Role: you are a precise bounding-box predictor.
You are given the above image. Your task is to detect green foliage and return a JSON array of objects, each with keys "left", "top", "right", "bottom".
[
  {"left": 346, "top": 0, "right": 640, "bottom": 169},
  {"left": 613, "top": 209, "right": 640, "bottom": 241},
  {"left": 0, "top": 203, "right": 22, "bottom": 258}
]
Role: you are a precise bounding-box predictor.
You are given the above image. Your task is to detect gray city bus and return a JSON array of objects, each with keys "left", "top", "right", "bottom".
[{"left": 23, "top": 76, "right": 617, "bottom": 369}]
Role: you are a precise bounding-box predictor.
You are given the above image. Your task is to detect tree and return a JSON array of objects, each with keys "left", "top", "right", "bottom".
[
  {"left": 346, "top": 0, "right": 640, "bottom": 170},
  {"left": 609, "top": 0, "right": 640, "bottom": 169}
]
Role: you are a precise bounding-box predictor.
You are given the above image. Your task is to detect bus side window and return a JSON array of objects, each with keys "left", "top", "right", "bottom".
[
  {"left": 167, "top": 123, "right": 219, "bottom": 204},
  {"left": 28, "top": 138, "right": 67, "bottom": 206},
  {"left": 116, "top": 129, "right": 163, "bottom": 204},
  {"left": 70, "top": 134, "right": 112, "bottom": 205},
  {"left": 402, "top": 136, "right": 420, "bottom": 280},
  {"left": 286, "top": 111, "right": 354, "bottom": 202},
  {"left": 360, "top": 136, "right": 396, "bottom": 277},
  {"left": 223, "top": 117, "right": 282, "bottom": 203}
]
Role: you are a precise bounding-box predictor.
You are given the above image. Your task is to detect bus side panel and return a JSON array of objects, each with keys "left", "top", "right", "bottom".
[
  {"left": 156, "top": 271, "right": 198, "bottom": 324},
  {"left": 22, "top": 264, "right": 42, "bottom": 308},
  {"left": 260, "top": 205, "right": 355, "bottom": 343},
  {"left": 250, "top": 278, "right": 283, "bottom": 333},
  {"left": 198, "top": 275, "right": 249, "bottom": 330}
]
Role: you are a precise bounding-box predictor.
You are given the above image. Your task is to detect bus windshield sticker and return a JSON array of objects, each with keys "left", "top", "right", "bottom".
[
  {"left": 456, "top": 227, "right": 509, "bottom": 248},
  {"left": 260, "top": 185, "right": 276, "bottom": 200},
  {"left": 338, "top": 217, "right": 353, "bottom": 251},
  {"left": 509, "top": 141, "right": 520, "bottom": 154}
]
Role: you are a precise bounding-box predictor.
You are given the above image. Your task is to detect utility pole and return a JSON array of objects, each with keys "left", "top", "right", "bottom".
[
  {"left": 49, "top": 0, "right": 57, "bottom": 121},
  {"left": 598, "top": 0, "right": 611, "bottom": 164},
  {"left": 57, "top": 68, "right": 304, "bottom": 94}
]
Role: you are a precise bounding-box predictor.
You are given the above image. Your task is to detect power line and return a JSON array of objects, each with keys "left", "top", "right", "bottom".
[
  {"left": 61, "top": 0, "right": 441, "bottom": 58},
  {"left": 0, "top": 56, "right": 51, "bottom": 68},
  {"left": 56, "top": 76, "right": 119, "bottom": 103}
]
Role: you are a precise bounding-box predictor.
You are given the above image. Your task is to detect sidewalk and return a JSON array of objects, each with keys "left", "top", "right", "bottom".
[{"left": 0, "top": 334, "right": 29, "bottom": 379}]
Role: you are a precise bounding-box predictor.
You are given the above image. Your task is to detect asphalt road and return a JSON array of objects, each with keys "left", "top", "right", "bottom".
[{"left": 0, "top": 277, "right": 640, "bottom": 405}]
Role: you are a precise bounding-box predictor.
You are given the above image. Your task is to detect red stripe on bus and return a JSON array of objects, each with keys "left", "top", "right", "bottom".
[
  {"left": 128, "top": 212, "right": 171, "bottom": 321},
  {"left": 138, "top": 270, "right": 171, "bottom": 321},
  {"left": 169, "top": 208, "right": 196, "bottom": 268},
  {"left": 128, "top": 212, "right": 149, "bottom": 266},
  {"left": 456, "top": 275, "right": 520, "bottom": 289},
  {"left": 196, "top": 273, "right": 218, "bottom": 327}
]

## [AIM OF THE EXERCISE]
Extract each line of the listing above that contains the string "task", treating uppercase and lowercase letters as distinct.

## [SOLUTION TO THE PROBLEM]
You are given the above image. Your task is to detect green foliage and return a JSON array of objects, each with keys "left", "top", "right", "bottom".
You are given the above image. Your task is to detect gray city bus and return a JSON array of objects, each with keys "left", "top", "right", "bottom".
You are given the above image. Your task is to detect tree and return a JSON array of objects, each with keys "left", "top", "right", "bottom".
You are given the above image. Your task is to detect bus side window and return a JSON array of objects, each with keys "left", "top", "right", "bottom".
You are given the above image. Your task is to detect bus side panel and return a JSON array of objects, each with keys "left", "top", "right", "bottom".
You are given the above image. Your task is to detect bus windshield sticker and return a JSON array of objects, each with keys "left", "top", "right", "bottom".
You are given the above image. Your task is to detect utility pole and return a JSON array of objects, each with keys "left", "top", "right", "bottom".
You are given the above image. Your task is to detect power line and return a JSON array of objects, each with keys "left", "top", "right", "bottom".
You are given the above image. Your task is to detect sidewalk and return a JSON array of objects, each with keys "left", "top", "right", "bottom".
You are given the above image. Your task is to detect asphalt road and return a JSON array of objects, each with keys "left", "top", "right", "bottom".
You are given the above image. Your task is to detect red stripe on bus and return a JSON array of objects, each with keys "left", "top", "right", "bottom".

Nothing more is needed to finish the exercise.